Task statement: Word for word, restate the lines from the one holding "the wooden slat" through the end of the data below, including both endpoints and nothing more.

Extracted entries:

********

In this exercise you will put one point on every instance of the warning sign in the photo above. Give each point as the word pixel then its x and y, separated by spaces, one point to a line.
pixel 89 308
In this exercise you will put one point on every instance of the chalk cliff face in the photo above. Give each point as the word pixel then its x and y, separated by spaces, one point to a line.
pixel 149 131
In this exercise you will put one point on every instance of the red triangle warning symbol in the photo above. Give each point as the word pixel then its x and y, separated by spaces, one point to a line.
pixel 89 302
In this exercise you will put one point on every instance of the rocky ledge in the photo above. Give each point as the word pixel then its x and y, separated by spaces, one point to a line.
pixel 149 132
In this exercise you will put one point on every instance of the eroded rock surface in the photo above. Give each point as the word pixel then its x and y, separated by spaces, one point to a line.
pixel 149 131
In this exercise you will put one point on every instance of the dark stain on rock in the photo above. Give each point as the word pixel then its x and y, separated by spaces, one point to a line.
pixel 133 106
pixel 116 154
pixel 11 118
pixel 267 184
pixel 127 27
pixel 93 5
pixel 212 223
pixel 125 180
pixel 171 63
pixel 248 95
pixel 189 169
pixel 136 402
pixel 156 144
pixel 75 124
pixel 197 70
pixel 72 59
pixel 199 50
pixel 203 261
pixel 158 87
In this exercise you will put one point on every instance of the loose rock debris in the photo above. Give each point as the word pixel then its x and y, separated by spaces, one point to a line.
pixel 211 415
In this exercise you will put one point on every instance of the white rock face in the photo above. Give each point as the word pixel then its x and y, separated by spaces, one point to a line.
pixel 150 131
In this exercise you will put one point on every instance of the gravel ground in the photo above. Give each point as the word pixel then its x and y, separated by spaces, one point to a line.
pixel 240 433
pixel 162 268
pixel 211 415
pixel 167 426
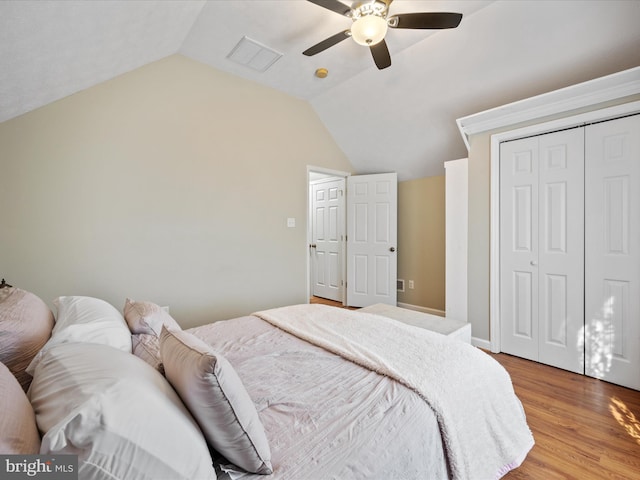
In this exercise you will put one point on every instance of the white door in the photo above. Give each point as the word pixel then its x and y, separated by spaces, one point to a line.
pixel 612 321
pixel 519 248
pixel 542 248
pixel 327 237
pixel 372 219
pixel 561 249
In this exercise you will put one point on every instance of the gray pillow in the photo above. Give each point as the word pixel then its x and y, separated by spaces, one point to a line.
pixel 19 433
pixel 216 397
pixel 25 326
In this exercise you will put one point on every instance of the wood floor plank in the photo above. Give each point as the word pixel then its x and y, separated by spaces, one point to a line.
pixel 584 428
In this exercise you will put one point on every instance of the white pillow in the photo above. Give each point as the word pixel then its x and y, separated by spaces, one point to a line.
pixel 147 318
pixel 119 415
pixel 215 395
pixel 89 320
pixel 87 310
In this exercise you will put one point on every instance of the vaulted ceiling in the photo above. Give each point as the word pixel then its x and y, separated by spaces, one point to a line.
pixel 398 119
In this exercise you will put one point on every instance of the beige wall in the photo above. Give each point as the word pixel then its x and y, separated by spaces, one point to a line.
pixel 171 183
pixel 421 241
pixel 480 218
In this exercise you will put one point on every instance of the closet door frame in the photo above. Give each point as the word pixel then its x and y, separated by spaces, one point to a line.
pixel 496 139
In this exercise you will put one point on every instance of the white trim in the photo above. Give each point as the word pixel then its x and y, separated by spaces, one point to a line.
pixel 592 92
pixel 481 343
pixel 418 308
pixel 538 129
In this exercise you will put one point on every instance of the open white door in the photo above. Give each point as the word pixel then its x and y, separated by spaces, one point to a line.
pixel 327 238
pixel 372 221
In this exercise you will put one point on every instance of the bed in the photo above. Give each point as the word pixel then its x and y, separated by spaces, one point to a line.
pixel 298 392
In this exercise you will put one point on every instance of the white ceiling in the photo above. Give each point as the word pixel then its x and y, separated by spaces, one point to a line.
pixel 398 119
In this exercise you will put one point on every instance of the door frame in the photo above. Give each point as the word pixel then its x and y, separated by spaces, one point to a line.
pixel 531 130
pixel 324 172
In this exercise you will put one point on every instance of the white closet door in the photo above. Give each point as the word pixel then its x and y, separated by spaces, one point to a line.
pixel 519 248
pixel 542 248
pixel 561 249
pixel 612 322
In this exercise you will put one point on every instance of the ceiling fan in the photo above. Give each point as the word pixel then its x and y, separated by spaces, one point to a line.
pixel 370 22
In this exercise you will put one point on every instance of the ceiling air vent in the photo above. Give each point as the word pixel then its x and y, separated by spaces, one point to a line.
pixel 253 54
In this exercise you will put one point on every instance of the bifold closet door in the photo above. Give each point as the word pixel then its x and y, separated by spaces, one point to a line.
pixel 542 248
pixel 612 251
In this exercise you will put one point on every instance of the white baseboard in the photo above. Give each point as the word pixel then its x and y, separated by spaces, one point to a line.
pixel 418 308
pixel 481 343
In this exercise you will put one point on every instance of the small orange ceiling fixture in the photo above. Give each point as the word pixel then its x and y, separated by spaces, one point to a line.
pixel 371 21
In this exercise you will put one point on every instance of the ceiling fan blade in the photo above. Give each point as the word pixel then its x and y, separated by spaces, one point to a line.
pixel 426 20
pixel 381 55
pixel 326 43
pixel 334 6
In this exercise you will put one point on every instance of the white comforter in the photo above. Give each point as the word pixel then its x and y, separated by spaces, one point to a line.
pixel 482 421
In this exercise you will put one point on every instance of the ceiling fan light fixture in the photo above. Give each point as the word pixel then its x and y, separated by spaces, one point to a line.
pixel 369 30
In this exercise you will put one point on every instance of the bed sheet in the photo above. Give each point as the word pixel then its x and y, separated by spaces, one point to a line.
pixel 326 417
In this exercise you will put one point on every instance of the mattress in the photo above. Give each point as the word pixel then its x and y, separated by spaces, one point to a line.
pixel 326 417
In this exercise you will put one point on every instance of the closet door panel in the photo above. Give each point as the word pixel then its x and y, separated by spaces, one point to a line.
pixel 519 248
pixel 561 252
pixel 612 260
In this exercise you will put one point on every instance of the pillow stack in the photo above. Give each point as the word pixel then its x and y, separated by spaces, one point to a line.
pixel 216 397
pixel 119 415
pixel 25 326
pixel 145 320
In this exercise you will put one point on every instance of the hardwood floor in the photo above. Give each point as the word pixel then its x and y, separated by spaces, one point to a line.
pixel 585 429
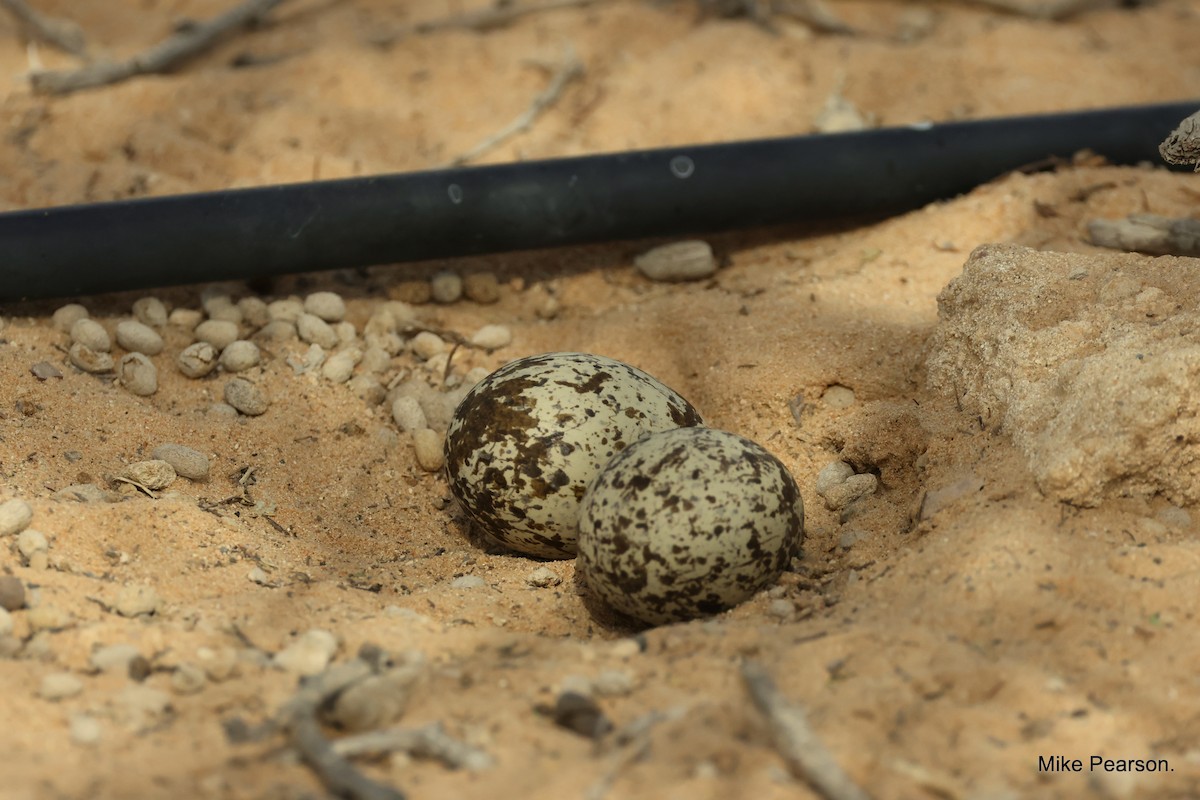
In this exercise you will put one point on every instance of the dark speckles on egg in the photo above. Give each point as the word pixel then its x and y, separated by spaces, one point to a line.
pixel 724 518
pixel 526 441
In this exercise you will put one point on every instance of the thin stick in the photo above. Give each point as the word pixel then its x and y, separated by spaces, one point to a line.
pixel 299 721
pixel 1147 233
pixel 429 741
pixel 796 741
pixel 160 58
pixel 63 34
pixel 570 70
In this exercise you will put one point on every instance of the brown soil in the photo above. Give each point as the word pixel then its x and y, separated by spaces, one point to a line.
pixel 937 654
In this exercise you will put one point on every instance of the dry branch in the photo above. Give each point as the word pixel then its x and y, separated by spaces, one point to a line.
pixel 799 745
pixel 63 34
pixel 181 46
pixel 1147 233
pixel 570 70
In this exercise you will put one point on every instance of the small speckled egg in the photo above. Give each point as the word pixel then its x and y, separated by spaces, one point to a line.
pixel 688 523
pixel 526 441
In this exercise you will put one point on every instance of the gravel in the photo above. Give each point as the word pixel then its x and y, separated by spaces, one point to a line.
pixel 150 311
pixel 138 337
pixel 89 360
pixel 240 355
pixel 315 330
pixel 217 332
pixel 327 305
pixel 137 374
pixel 445 286
pixel 197 360
pixel 15 517
pixel 246 396
pixel 187 462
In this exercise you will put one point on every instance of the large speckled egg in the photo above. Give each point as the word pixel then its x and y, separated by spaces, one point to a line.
pixel 687 523
pixel 526 441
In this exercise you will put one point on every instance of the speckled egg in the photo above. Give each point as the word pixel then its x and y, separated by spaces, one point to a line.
pixel 688 523
pixel 526 441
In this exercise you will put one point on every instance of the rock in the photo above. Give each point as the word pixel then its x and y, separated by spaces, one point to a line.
pixel 685 260
pixel 137 374
pixel 197 360
pixel 186 462
pixel 138 337
pixel 309 655
pixel 133 600
pixel 59 685
pixel 15 517
pixel 246 396
pixel 154 474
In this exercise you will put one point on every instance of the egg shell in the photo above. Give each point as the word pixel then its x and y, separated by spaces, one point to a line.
pixel 526 441
pixel 687 523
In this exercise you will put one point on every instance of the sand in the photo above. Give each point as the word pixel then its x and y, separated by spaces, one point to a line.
pixel 1020 585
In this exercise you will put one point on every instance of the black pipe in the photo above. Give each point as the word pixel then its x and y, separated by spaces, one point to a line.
pixel 675 191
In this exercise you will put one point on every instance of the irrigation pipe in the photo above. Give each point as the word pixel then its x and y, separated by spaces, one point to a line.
pixel 79 250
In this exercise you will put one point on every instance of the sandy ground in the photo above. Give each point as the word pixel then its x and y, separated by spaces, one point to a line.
pixel 971 615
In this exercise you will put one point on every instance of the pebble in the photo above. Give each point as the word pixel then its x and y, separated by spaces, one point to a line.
pixel 187 679
pixel 429 445
pixel 287 310
pixel 684 260
pixel 15 517
pixel 544 577
pixel 185 319
pixel 154 474
pixel 246 396
pixel 135 600
pixel 445 286
pixel 150 311
pixel 217 332
pixel 197 360
pixel 327 305
pixel 47 618
pixel 315 330
pixel 367 389
pixel 85 729
pixel 187 463
pixel 33 542
pixel 277 330
pixel 831 475
pixel 408 414
pixel 59 685
pixel 89 360
pixel 253 311
pixel 65 317
pixel 309 655
pixel 341 365
pixel 481 287
pixel 491 337
pixel 412 292
pixel 138 337
pixel 240 355
pixel 93 335
pixel 12 593
pixel 137 374
pixel 427 344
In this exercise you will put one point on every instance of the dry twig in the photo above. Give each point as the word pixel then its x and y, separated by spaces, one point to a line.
pixel 63 34
pixel 181 46
pixel 796 741
pixel 570 70
pixel 1147 233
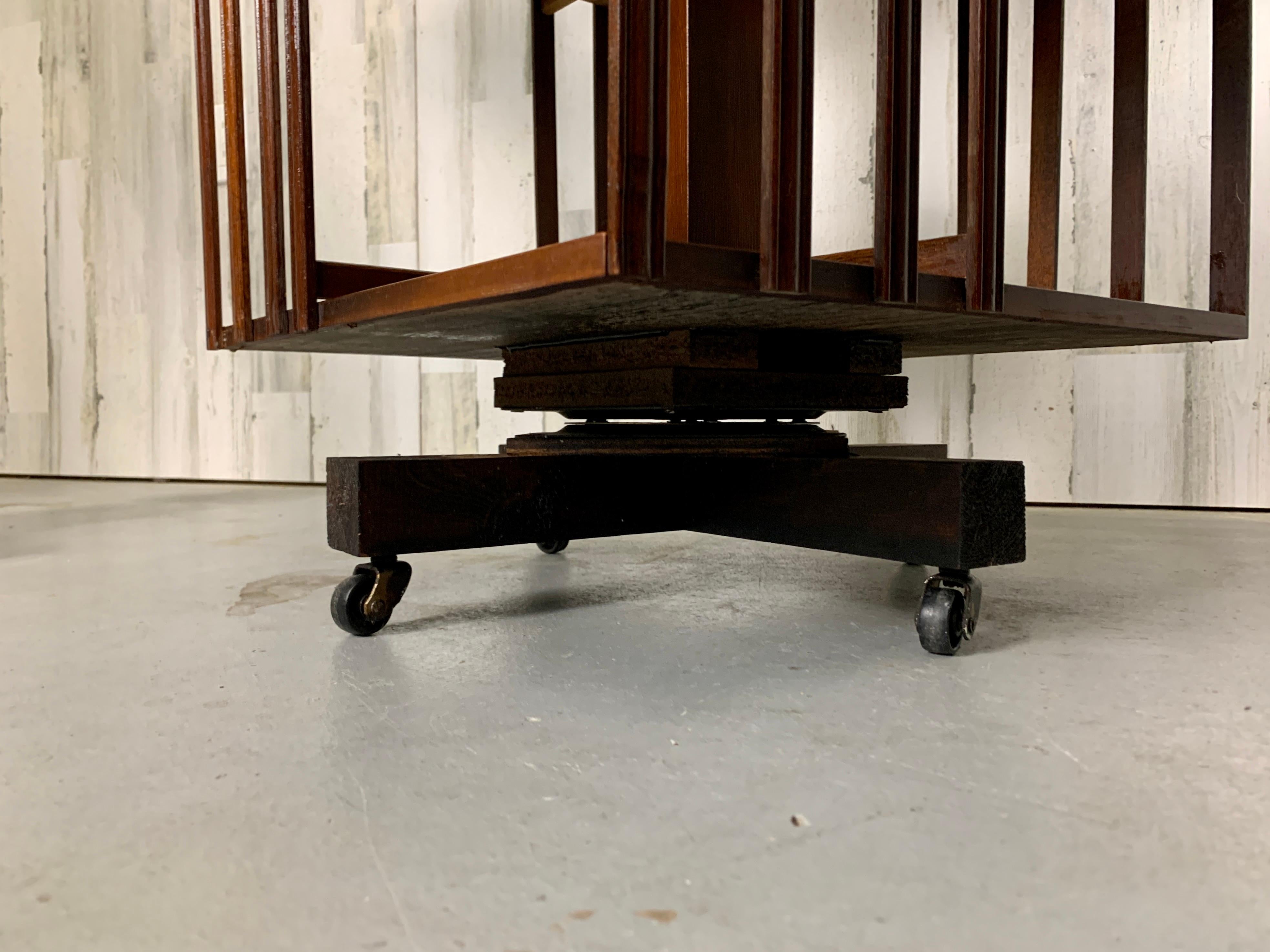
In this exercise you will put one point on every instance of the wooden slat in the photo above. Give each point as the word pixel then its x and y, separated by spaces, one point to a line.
pixel 638 126
pixel 527 273
pixel 208 177
pixel 900 57
pixel 336 279
pixel 547 176
pixel 943 256
pixel 986 155
pixel 271 168
pixel 1130 152
pixel 726 122
pixel 235 162
pixel 600 111
pixel 785 210
pixel 300 144
pixel 1232 155
pixel 1047 143
pixel 677 120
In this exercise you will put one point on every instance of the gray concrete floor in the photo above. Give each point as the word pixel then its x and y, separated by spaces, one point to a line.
pixel 602 751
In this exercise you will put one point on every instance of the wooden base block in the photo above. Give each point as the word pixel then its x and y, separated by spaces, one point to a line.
pixel 696 393
pixel 952 513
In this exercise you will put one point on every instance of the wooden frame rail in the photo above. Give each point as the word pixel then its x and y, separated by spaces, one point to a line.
pixel 703 155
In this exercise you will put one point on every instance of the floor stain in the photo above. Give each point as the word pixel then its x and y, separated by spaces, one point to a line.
pixel 237 541
pixel 277 590
pixel 658 916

********

Task output:
In this exercise you will put one point on every instance of the wooden slat in the photo above. Give each point as the word pixel then its x and y, separated by spaces, one point to a line.
pixel 638 126
pixel 527 273
pixel 208 177
pixel 900 57
pixel 336 279
pixel 547 176
pixel 943 256
pixel 986 155
pixel 271 168
pixel 1130 152
pixel 726 122
pixel 235 162
pixel 600 111
pixel 785 210
pixel 300 144
pixel 1232 155
pixel 1047 143
pixel 677 120
In this exercise you will put one point on every instance of the gray concrete floor in the photo above. Give each point as the word pixel then its x and y, separated by spaces, one point to a line.
pixel 602 751
In this exercise you will put one point on every instance of the wooden base block in the photo above. Give each point as the word pixel then its x and y, separated by spaces, one point to a line.
pixel 696 393
pixel 952 513
In this exercise you will put one point on every instance of the wooden frame rail in the photo above. Give each point as the word pixel then its x and y, separated by spaces, one point to a line.
pixel 703 155
In this exercise you will put one point on every instance of the floor stain in the photo above. Give each point as the word pixel then its x and y, separated by spaces, one point to a line.
pixel 237 541
pixel 277 590
pixel 658 916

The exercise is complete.